SPEECH therapists are stepping out to try help children who they say have been left 'without a voice'.

Only a fraction of children in Bolton who need special equipment to allow them to communicate with others are able to get it through the NHS.

Youngsters with a range of conditions such as cerebral palsy and Down’s Syndrome may need to use an approach known as Alternative Augmented Communication (AAC) to converse with others.

AAC 'makes a huge difference to children' and can include a range of technology from eye gaze devices, switches, and iPads to tablets, computers and light writers.

It also includes PODD — Pragmatic Organisation Dynamic Display — and PECS — Picture Exchange Communication System — books.

In Bolton a team of speech therapists, based at Breightmet Health Centre, go into the borough’s special schools to help children with profound and multiple learning difficulties.

They also go into mainstream schools to help children with conditions such as dyspraxia — a disorder which causes difficulties with co-ordination and movement.

But they say a lack of funding in this area leaves many of the children ‘without a voice’.

Now Phemie Innes, of the paediatric speech and language therapy team for Bolton NHS Foundation Trust, and her team want to raise at least £800 for a loan bank of equipment.

▬▬▬▬▬▬

> _EXERCISE INSTRUCTIONS_:
- A) Copy the Bolton speech therapy article from "They also go" up to and including "children ‘without a voice’.".
- B) Answer these questions using the Bolton speech therapy article:
(i) At which health centre is the team of speech therapists based?
(ii) What is the minimum amount the team wants to raise?
(iii) What does PECS stand for?
The records are separate material with no connection to the Bolton speech therapy article.

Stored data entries
▬▬▬▬▬▬

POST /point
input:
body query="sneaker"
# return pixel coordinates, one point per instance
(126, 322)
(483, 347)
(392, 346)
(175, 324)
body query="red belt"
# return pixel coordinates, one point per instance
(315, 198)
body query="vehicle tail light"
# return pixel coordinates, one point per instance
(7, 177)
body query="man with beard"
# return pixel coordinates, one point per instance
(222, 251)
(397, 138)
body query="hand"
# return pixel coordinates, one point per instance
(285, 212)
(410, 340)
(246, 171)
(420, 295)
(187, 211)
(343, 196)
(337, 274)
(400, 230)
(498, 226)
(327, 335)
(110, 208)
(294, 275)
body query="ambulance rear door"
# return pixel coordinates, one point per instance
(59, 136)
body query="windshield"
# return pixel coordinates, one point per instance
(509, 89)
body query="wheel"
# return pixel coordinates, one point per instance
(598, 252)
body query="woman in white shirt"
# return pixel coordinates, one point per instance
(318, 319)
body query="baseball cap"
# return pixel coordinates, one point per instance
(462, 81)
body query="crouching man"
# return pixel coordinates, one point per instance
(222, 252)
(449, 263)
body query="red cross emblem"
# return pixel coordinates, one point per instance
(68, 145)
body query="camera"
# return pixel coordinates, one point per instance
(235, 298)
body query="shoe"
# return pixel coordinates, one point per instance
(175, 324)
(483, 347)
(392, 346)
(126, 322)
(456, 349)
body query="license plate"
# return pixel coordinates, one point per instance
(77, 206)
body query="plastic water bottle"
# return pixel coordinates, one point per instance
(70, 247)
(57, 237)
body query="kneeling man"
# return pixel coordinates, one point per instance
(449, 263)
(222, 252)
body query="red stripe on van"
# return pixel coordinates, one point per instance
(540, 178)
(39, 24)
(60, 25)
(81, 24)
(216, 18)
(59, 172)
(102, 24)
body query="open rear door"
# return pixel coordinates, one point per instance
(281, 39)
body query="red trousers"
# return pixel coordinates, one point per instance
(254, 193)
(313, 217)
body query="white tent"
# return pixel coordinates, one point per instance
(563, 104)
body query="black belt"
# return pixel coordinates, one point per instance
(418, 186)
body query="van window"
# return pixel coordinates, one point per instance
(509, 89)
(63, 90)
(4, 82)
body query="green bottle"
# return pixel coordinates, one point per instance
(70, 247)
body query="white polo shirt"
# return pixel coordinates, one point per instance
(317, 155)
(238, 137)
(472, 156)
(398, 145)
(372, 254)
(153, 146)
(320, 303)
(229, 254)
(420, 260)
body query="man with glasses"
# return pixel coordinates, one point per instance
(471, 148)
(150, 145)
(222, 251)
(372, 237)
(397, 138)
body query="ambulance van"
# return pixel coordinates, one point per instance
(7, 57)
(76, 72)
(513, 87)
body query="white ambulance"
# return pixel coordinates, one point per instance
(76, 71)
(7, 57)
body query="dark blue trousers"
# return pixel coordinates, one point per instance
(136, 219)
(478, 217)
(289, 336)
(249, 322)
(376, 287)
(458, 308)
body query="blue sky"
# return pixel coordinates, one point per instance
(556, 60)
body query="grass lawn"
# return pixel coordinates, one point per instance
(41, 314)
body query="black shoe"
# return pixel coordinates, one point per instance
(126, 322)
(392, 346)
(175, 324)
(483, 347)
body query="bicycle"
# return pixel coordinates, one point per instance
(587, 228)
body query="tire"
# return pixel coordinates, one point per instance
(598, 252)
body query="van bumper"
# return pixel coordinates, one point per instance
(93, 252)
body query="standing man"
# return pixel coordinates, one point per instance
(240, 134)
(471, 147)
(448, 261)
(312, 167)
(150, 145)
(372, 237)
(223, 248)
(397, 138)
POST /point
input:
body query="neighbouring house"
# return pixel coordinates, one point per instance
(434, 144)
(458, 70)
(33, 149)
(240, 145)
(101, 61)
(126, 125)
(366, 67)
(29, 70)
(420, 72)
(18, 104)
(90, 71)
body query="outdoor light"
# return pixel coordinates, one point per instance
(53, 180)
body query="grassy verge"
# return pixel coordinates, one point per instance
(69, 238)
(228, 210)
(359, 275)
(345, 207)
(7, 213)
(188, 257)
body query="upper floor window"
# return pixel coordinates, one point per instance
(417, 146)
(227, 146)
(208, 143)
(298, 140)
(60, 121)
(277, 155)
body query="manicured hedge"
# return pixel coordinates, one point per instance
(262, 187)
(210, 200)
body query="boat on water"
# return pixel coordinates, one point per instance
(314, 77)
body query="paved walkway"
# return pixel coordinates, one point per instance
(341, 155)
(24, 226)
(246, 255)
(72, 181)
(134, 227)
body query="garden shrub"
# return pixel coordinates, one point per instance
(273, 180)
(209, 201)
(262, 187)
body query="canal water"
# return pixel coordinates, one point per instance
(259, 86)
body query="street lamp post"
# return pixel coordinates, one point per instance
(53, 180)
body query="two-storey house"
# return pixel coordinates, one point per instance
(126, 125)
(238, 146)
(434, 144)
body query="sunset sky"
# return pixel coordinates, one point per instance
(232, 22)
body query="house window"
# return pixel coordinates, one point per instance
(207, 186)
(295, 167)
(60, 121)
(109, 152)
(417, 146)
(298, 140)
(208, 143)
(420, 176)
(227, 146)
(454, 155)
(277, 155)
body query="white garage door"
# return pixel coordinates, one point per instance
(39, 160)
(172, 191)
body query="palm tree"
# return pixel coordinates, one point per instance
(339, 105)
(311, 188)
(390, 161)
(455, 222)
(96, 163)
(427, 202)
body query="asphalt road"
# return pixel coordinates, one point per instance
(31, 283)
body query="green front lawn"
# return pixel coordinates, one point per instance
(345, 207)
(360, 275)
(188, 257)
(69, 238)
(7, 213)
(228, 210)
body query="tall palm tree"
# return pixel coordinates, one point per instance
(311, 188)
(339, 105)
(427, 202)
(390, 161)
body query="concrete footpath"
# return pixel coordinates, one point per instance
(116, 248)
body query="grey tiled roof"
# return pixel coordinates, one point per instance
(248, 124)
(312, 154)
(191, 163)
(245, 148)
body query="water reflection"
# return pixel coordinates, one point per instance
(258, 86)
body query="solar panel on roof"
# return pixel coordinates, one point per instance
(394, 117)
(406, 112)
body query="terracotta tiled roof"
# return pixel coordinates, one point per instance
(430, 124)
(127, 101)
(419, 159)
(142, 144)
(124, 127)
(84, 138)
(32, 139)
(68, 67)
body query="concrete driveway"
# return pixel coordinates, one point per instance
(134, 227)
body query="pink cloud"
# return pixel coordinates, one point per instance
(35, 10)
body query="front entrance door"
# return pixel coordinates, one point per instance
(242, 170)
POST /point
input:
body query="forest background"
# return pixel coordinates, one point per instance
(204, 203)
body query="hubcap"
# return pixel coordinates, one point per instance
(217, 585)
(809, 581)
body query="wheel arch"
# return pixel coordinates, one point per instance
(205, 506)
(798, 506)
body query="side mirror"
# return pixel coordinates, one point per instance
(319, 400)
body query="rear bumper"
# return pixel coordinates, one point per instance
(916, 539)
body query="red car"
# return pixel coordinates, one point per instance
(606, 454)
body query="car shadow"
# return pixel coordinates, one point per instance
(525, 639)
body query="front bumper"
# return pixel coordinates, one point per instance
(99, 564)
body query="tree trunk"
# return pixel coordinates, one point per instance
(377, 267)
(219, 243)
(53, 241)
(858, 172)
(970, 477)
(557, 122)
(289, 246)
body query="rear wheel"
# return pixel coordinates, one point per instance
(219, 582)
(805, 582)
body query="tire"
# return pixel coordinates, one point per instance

▬▬▬▬▬▬

> _REPLIES_:
- A)
They also go into mainstream schools to help children with conditions such as dyspraxia — a disorder which causes difficulties with co-ordination and movement.

But they say a lack of funding in this area leaves many of the children ‘without a voice’.

- B)
(i) Breightmet Health Centre
(ii) £800
(iii) Picture Exchange Communication System